> _Ziel A_: Extrahiere alle Zeilen, in denen die Zeichenfolge „helmet“ vorkommt, und beachte dabei die Groß- und Kleinschreibung.

Runder Tisch Klimaschutz

Wie kann es gelingen, dass die politischen Ressorts nicht gegeneinander oder nebeneinander, sondern miteinander arbeiten? Die ressortübergreifenden Transformationsteams in der Bundesregierung sind ein guter Anfang, die in sich geschlossenen Silostrukturen aufzubrechen. Aber ich bezweifle, dass das ausreicht.

Wir brauchen nicht nur dringend einen runden Tisch Klimaschutz in der Sozialwirtschaft, der die Bundesministerien für Wirtschaft und Klimaschutz, für Arbeit und Soziales, das Familienministerium, das Gesundheitsministerium und die Freie Wohlfahrtspflege zusammenbringt, um abgestimmte Rahmenbedingungen zu schaffen, die Investitionen in den Klimaschutz in der Sozialwirtschaft ermöglichen.

Wir brauchen auch eine Neuauflage der „Kohlekommission“, die die Akzeptanz und den politischen Schub für einen bis dahin undenkbaren Schritt geschafft hat: den endgültigen Ausstieg der viertstärksten Volkswirtschaft der Welt aus der Kohlenutzung. Wir brauchen eine „Kommission sozial – ökologische Transformation“, in der alle Kompetenzen der Zivilgesellschaft, die Wirtschaft, die Wissenschaft und die Politik mit dem Ziel einer neuen kohärenten Politik zusammenarbeiten. Eine solche Kommission würde auch die gesellschaftliche Zustimmung zu den notwendigen Kursänderungen deutlich verbessern.

> _Ziel B_: Bearbeite den Textauszug zum runden Tisch Klimaschutz: Gib den Abschnitt, der mit den Worten „Wie kann es“ beginnt und mit „der Sozialwirtschaft ermöglichen.“ endet, erneut aus und ersetze darin jedes Vorkommen von „Klimaschutz“ durch „Umweltschutz“.

> _Eingabedaten_:
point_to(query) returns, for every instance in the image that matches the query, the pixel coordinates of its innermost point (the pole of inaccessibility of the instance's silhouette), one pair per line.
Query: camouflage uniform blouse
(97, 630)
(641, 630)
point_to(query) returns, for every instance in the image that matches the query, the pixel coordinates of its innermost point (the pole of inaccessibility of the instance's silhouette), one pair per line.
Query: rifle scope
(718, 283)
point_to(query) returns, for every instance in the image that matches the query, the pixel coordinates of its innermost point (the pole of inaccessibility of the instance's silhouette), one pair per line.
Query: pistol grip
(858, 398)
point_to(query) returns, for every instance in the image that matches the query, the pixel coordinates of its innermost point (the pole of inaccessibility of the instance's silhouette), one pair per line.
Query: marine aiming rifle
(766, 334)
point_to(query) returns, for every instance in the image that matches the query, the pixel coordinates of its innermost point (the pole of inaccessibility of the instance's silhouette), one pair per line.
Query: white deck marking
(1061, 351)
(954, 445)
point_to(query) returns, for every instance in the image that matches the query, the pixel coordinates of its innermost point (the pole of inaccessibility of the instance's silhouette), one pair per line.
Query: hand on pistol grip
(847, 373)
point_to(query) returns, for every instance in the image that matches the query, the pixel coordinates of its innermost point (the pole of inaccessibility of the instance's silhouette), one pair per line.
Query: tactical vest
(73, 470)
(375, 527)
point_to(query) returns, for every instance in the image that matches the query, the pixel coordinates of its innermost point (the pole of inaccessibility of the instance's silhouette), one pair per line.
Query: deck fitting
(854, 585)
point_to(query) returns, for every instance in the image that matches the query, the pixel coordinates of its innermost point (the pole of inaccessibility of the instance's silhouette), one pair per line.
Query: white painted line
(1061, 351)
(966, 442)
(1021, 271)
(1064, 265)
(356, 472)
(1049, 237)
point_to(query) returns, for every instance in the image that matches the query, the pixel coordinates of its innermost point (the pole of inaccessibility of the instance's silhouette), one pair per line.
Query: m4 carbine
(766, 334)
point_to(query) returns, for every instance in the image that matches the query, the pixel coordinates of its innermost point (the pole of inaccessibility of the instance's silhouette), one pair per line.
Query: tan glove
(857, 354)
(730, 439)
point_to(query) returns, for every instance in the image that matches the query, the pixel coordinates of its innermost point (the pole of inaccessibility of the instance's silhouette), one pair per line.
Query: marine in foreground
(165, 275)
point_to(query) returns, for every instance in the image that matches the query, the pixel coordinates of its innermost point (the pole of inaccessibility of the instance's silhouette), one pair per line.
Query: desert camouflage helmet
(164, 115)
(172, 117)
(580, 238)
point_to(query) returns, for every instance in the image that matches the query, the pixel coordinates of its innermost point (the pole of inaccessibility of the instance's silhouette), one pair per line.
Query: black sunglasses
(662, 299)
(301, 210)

--

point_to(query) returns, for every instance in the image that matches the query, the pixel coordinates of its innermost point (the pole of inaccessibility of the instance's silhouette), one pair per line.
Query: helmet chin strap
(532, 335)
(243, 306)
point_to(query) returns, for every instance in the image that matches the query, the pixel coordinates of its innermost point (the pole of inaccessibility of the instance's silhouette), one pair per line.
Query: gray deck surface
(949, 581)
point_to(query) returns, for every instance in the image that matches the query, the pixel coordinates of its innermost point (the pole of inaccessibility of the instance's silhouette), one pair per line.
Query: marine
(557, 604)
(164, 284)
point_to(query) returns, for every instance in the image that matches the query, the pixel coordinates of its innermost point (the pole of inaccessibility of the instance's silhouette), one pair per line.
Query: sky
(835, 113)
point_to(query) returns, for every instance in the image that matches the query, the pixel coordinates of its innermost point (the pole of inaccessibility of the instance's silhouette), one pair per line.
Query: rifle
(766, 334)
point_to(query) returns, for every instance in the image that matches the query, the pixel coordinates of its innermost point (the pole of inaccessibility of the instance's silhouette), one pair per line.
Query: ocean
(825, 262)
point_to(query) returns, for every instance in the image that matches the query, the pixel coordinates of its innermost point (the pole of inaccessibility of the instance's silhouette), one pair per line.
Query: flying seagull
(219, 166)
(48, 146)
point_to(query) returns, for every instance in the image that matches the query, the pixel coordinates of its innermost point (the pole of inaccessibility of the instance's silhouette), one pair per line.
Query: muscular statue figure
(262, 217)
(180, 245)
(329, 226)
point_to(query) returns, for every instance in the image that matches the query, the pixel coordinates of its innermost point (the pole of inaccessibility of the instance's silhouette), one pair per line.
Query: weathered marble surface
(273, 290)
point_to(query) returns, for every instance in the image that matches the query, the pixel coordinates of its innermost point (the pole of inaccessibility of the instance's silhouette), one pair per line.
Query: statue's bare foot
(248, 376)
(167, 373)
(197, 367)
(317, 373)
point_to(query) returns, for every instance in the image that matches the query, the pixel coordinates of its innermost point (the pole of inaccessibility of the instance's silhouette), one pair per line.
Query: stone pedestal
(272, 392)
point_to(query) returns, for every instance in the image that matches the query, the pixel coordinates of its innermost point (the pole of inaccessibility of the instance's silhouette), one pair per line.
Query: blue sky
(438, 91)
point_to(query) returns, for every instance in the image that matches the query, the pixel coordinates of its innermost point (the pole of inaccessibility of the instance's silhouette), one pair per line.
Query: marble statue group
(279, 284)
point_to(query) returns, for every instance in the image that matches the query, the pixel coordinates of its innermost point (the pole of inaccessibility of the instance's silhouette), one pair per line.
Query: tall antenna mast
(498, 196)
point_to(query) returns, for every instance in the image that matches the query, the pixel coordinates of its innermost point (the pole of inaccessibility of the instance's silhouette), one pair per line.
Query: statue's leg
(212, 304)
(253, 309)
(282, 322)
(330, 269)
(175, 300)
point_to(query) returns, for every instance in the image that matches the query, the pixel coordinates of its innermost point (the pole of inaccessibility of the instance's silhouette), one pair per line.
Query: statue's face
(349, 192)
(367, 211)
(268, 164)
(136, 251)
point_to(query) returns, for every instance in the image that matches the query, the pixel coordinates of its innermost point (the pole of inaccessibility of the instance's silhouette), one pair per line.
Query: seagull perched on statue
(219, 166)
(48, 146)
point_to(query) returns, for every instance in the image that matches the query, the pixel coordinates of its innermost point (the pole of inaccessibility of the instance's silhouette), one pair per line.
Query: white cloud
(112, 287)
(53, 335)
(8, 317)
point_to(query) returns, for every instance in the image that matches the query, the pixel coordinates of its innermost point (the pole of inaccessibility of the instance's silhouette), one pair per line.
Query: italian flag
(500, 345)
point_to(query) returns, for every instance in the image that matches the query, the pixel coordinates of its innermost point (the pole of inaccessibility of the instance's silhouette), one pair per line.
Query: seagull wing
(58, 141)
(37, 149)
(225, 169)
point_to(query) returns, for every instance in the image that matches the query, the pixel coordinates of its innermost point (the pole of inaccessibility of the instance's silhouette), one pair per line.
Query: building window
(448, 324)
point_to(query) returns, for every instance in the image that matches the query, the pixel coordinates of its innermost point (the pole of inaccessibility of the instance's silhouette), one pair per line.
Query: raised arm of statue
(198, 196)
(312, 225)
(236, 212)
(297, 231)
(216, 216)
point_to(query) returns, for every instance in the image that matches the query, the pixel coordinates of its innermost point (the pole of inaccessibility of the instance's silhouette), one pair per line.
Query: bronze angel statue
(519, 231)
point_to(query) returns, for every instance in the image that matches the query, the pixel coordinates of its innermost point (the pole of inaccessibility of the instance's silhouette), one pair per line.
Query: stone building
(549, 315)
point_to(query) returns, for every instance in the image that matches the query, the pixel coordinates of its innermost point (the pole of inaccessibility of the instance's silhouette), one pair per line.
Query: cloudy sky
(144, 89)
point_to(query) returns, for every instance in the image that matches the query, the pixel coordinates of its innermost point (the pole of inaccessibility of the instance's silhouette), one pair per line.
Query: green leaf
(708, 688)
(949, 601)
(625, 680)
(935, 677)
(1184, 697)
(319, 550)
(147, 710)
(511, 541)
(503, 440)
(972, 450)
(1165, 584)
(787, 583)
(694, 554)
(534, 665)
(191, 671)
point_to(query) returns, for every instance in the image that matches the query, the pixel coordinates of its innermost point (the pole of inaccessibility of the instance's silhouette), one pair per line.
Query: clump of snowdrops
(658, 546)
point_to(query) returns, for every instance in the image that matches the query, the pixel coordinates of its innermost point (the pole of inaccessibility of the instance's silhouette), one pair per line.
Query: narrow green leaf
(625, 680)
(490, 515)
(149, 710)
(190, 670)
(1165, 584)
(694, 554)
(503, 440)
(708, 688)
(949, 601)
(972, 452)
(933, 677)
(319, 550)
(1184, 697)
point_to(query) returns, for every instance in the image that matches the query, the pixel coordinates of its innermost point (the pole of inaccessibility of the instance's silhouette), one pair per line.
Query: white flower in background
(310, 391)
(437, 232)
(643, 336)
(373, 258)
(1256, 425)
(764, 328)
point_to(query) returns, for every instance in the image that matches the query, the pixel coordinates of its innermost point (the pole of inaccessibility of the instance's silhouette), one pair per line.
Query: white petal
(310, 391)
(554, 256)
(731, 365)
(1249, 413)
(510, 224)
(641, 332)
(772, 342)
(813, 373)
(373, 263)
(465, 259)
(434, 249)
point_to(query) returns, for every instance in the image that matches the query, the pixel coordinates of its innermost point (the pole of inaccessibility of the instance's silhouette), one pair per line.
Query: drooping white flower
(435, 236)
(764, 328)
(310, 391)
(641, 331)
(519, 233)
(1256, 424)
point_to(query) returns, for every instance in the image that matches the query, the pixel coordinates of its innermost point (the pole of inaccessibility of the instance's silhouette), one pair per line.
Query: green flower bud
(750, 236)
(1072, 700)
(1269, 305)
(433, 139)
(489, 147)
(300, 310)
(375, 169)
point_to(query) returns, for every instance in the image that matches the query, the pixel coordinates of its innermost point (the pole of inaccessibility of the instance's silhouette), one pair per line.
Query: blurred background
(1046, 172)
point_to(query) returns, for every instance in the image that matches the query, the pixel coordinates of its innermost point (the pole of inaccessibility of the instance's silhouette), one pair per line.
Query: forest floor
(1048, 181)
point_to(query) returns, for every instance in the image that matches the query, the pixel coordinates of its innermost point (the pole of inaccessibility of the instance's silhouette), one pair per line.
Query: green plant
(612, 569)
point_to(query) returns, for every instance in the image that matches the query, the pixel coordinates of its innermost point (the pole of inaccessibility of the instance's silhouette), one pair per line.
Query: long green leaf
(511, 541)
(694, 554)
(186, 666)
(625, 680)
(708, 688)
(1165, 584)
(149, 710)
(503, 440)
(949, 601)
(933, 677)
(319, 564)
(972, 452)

--

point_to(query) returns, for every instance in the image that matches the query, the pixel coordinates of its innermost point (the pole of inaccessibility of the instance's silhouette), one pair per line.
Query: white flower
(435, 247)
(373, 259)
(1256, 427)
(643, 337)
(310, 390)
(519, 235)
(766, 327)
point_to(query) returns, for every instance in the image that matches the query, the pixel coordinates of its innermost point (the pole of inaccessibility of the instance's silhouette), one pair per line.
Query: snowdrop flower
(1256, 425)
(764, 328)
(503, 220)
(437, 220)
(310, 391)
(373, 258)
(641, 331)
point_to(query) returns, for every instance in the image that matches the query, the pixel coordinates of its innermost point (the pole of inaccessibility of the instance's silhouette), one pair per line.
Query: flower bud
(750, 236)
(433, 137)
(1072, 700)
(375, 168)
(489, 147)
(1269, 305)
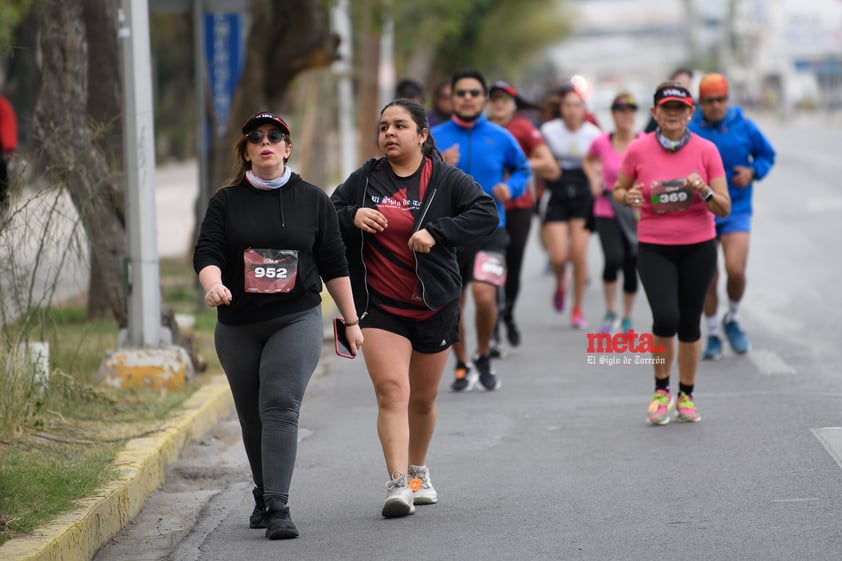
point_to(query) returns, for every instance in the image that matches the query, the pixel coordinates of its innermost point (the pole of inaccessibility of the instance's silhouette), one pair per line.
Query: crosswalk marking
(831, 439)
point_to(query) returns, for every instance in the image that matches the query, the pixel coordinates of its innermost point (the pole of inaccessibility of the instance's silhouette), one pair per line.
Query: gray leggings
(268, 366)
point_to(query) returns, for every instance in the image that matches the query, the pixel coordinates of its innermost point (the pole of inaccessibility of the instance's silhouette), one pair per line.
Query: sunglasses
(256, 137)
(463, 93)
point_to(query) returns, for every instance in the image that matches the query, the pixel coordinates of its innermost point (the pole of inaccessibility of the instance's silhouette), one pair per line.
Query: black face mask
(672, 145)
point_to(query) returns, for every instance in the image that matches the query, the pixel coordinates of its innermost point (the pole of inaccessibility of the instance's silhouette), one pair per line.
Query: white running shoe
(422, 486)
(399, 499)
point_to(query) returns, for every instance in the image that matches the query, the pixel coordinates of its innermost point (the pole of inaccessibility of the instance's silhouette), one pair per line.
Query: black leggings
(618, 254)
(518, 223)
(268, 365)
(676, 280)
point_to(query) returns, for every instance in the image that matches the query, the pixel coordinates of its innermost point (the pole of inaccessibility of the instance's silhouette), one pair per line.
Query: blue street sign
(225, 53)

> _Lösung A_:
Query: desert camouflage helmet
Query: helmet chin strap

> _Lösung B_:
Wie kann es gelingen, dass die politischen Ressorts nicht gegeneinander oder nebeneinander, sondern miteinander arbeiten? Die ressortübergreifenden Transformationsteams in der Bundesregierung sind ein guter Anfang, die in sich geschlossenen Silostrukturen aufzubrechen. Aber ich bezweifle, dass das ausreicht.

Wir brauchen nicht nur dringend einen runden Tisch Umweltschutz in der Sozialwirtschaft, der die Bundesministerien für Wirtschaft und Umweltschutz, für Arbeit und Soziales, das Familienministerium, das Gesundheitsministerium und die Freie Wohlfahrtspflege zusammenbringt, um abgestimmte Rahmenbedingungen zu schaffen, die Investitionen in den Umweltschutz in der Sozialwirtschaft ermöglichen.